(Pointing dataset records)
○ ○ ○

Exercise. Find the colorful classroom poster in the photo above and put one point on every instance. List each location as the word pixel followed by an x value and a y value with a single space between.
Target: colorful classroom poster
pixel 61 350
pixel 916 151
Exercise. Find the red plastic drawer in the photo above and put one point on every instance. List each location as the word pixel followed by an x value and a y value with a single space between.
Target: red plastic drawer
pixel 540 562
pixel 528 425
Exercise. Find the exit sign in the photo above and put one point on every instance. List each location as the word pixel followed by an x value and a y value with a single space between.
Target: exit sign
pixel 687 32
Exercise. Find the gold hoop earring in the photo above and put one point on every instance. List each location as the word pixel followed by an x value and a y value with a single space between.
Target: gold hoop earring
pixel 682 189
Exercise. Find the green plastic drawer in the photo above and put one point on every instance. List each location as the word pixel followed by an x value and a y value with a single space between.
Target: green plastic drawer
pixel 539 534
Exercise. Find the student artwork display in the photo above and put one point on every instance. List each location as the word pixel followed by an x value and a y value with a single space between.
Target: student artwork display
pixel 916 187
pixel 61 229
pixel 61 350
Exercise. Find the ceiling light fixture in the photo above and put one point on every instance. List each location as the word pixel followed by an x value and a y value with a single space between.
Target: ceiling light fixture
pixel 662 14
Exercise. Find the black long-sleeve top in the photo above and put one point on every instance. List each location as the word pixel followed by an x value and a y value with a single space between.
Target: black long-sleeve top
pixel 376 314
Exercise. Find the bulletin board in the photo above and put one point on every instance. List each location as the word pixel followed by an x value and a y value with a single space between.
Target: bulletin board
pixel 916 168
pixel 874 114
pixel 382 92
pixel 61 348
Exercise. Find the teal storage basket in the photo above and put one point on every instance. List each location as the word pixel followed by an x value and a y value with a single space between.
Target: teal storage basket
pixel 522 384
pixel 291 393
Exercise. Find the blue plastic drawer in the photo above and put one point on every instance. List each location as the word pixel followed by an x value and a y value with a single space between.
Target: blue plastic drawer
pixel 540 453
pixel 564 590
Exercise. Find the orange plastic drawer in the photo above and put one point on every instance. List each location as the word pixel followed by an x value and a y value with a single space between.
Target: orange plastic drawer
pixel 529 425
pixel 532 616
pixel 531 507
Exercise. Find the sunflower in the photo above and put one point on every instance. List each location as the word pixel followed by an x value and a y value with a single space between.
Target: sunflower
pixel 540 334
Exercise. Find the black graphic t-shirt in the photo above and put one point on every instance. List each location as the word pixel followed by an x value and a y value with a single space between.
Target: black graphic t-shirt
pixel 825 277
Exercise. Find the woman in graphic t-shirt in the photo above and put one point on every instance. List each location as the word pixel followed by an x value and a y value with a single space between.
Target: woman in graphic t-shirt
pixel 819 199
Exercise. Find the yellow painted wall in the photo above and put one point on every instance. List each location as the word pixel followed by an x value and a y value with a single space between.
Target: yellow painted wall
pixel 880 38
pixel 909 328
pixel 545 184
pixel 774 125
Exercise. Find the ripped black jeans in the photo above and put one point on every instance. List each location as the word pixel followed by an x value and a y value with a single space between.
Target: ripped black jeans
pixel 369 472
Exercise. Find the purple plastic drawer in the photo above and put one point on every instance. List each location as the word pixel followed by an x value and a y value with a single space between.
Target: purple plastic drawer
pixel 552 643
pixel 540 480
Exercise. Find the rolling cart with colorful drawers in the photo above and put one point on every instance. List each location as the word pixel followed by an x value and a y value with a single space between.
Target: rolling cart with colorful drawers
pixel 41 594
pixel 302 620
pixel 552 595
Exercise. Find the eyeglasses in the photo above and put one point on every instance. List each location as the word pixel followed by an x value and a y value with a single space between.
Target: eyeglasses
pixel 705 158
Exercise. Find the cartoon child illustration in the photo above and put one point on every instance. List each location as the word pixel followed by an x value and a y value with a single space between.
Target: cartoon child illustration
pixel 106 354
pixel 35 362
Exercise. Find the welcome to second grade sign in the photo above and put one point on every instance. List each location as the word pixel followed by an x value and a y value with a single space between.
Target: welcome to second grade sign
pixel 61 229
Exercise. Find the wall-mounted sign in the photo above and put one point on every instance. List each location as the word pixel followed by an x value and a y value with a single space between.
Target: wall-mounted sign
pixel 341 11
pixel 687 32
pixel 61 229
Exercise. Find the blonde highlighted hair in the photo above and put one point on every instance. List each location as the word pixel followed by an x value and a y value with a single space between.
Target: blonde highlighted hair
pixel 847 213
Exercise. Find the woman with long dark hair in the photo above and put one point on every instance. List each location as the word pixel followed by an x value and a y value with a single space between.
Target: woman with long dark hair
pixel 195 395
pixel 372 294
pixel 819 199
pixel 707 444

○ ○ ○

Task brief → Arrange every line of the data above as a numbered list, skipping blank lines.

Response for this exercise →
1. Exercise. Find the colorful classroom poster in the photo above and put one point on every instance. List each location as the word pixel followed by an x value and a y value with a single space between.
2. Target: colorful classroom poster
3. pixel 61 350
4. pixel 916 151
5. Exercise. Find the red plastic drawer in the photo above and put one point on every instance. List each location as the word pixel followed by an x value and a y value with a single space between.
6. Target: red plastic drawer
7. pixel 540 562
8. pixel 528 425
9. Exercise. Find the exit sign in the photo above and put one point on every instance. List each location as the word pixel followed by an x value and a y value with a single space between.
10. Target: exit sign
11. pixel 687 32
12. Exercise. Find the gold hoop earring in the photo above and put one point on every instance. List each location as the word pixel followed by an x value and a y value with a single space between.
13. Target: gold hoop earring
14. pixel 682 189
15. Exercise. Find the green plastic drawer in the photo above and put one point on every instance. List each location as the word pixel followed by an x value and a y value with a single space between.
16. Target: green plastic drawer
17. pixel 539 534
18. Exercise. Find the student artwork display in the photo above and put one point on every instance. List each location as the word pixel followed by an x value and a y value with a single space between.
19. Target: student artwork display
20. pixel 916 187
21. pixel 61 229
22. pixel 61 350
23. Exercise. Find the ceiling light fixture in the photo above and put one point on every instance. List each location as the word pixel followed by an x value and a y value with a single space between.
24. Target: ceiling light fixture
25. pixel 662 14
26. Exercise. Find the black long-sleeve top in the photo above and put one point on every instance. List each location as the word pixel followed by an x value and a y value with a single space between.
27. Target: black long-sleeve top
28. pixel 376 314
29. Exercise. Find the bulletin board in the photo above and put one point on every instance. List each location as the word pixel followed by an x value and a y value with a single space between.
30. Target: bulletin board
31. pixel 916 168
32. pixel 874 114
33. pixel 382 92
34. pixel 61 348
35. Exercise. Find the teal storage basket in the photo above and put one point on every instance. List each location as the word pixel followed by an x value and a y value with a single space between.
36. Target: teal storage basket
37. pixel 522 384
38. pixel 291 393
39. Exercise. Find the blue plastic drawer in the photo above and put one point on every instance. List each location as the word pixel followed by an x value and a y value with a single space between.
40. Target: blue plastic drawer
41. pixel 540 453
42. pixel 564 590
43. Exercise. Find the orange plastic drawer in the photo above and put one point on every instance. List each location as the word pixel followed by an x value and a y value with a single space between.
44. Target: orange plastic drawer
45. pixel 529 425
46. pixel 532 616
47. pixel 531 507
48. Exercise. Find the sunflower in the photo above and put one point on every instance. List each location as the word pixel followed by an x value and a y value with a single space between.
49. Target: sunflower
50. pixel 540 334
51. Exercise. Find the black graphic t-shirt in the photo above and put one point on every instance. List each location as the word pixel followed by an x value and a y value with a single space between.
52. Target: black graphic t-shirt
53. pixel 825 277
54. Exercise. Find the woman in graphic t-shirt in the photo above and put one point on every instance. List each location as the word pixel followed by an x value and a y value with a single space between.
55. Target: woman in graphic t-shirt
56. pixel 819 199
57. Exercise. Find the yellow painted wall in the photo above and put one point on every instance. List each location as the word pixel followed by an x value and a y value with a single space between.
58. Target: yellow painted wall
59. pixel 880 38
60. pixel 909 328
61. pixel 545 184
62. pixel 774 125
63. Exercise. Find the ripped black jeans in the photo above and put one point on every instance. List each location as the word pixel followed by an x value and a y value with a single space between.
64. Target: ripped black jeans
65. pixel 369 472
66. Exercise. Find the purple plastic drawer in the photo above and put one point on every instance. List each location as the word pixel followed by an x value and a y value with a single space between.
67. Target: purple plastic drawer
68. pixel 552 643
69. pixel 540 480
70. Exercise. Find the rolling cart with colorful drawers in the photo above and put one point on every instance. List each location as the word pixel followed by an x value and a y value with a single space between.
71. Target: rolling cart with colorful drawers
72. pixel 41 594
73. pixel 302 620
74. pixel 552 595
75. Exercise. Find the eyeglasses in the photo above and put one point on every instance. List each location as the word pixel followed by an x value and a y value with a single space between.
76. Target: eyeglasses
77. pixel 705 158
78. Exercise. Find the cartoon child illustration in the photo above and put one point on every instance. List each location as the word pixel followed by an x value and a y value with a single space between.
79. Target: cartoon child illustration
80. pixel 106 354
81. pixel 35 362
82. Exercise. Find the welcome to second grade sign in the photo above and put one point on every instance. List each location as the word pixel followed by an x value and a y value with a single space between.
83. Target: welcome to second grade sign
84. pixel 61 229
85. Exercise. Find the wall-mounted sign in the photo above and put one point on every instance. List each location as the word pixel followed by an x value and a y value with a single space between.
86. Target: wall-mounted sign
87. pixel 341 11
88. pixel 687 32
89. pixel 61 229
90. Exercise. Find the blonde highlighted hair in the photo above and put one point on every instance. List each location as the word pixel followed by an x value and a y value with a single space between.
91. Target: blonde highlighted hair
92. pixel 847 213
93. Exercise. Find the woman with long dark hair in the photo above and put one point on every instance. List each location as the word pixel followed by an x value and a y value with a single space between.
94. Target: woman with long dark hair
95. pixel 195 395
96. pixel 372 294
97. pixel 819 199
98. pixel 707 444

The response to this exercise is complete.